━━ Supplied entries

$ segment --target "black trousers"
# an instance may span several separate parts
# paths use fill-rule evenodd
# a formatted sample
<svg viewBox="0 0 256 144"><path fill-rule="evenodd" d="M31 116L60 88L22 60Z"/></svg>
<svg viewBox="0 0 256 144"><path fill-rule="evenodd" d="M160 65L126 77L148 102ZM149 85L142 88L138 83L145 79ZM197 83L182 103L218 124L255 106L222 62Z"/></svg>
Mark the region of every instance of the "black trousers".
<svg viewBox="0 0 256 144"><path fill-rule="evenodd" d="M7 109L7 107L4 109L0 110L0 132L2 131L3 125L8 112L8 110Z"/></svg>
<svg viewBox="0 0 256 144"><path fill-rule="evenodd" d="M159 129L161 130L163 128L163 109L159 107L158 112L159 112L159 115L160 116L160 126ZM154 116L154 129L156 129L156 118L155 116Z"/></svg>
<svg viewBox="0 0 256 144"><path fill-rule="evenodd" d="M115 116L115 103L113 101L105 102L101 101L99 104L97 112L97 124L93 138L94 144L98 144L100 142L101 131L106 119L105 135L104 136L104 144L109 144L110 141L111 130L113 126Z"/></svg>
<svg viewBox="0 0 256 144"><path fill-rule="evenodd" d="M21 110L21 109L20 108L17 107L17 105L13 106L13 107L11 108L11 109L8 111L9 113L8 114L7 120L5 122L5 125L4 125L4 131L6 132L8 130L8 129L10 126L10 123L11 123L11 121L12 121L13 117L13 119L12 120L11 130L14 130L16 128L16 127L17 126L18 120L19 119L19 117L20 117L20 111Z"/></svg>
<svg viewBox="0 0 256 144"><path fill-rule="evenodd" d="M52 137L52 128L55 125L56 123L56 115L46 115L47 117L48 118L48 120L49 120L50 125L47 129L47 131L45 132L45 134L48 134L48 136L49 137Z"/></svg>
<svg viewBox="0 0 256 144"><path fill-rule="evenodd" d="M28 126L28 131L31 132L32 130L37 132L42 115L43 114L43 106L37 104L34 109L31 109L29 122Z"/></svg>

━━━━

Could you repeat all of the material above line for line, changing nothing?

Output →
$ segment --target "black trousers"
# an instance may span several separate parts
# paths use fill-rule evenodd
# a formatted sample
<svg viewBox="0 0 256 144"><path fill-rule="evenodd" d="M31 116L60 88L22 60Z"/></svg>
<svg viewBox="0 0 256 144"><path fill-rule="evenodd" d="M160 65L126 77L148 102ZM149 85L142 88L138 83L145 79ZM197 83L182 103L218 124L255 106L222 62Z"/></svg>
Mark the region of every instance of the "black trousers".
<svg viewBox="0 0 256 144"><path fill-rule="evenodd" d="M7 109L7 107L4 109L0 110L0 132L2 131L3 125L8 112L8 110Z"/></svg>
<svg viewBox="0 0 256 144"><path fill-rule="evenodd" d="M159 129L161 130L163 128L163 109L159 107L158 112L159 112L159 115L160 116L160 126ZM154 116L154 129L156 129L156 118L155 116Z"/></svg>
<svg viewBox="0 0 256 144"><path fill-rule="evenodd" d="M115 116L115 103L113 101L105 102L101 101L99 104L97 112L97 124L93 138L94 144L98 144L100 142L101 131L106 119L105 135L104 136L104 144L109 144L110 141L111 130L113 126Z"/></svg>
<svg viewBox="0 0 256 144"><path fill-rule="evenodd" d="M21 110L21 109L20 108L17 107L17 105L13 106L13 107L11 108L11 109L8 111L9 113L8 114L7 120L5 122L5 125L4 125L4 131L6 132L8 130L8 129L10 126L10 123L11 123L11 121L12 121L13 117L13 119L12 120L11 130L14 130L16 128L16 127L17 126L18 120L19 119L19 117L20 117L20 111Z"/></svg>
<svg viewBox="0 0 256 144"><path fill-rule="evenodd" d="M52 137L52 128L55 125L56 123L56 115L46 115L47 117L48 118L48 120L49 120L50 125L47 129L47 131L45 132L45 134L48 134L48 136L49 137Z"/></svg>
<svg viewBox="0 0 256 144"><path fill-rule="evenodd" d="M28 126L28 131L31 132L32 130L37 132L42 115L43 114L43 106L37 104L34 109L31 109L29 122Z"/></svg>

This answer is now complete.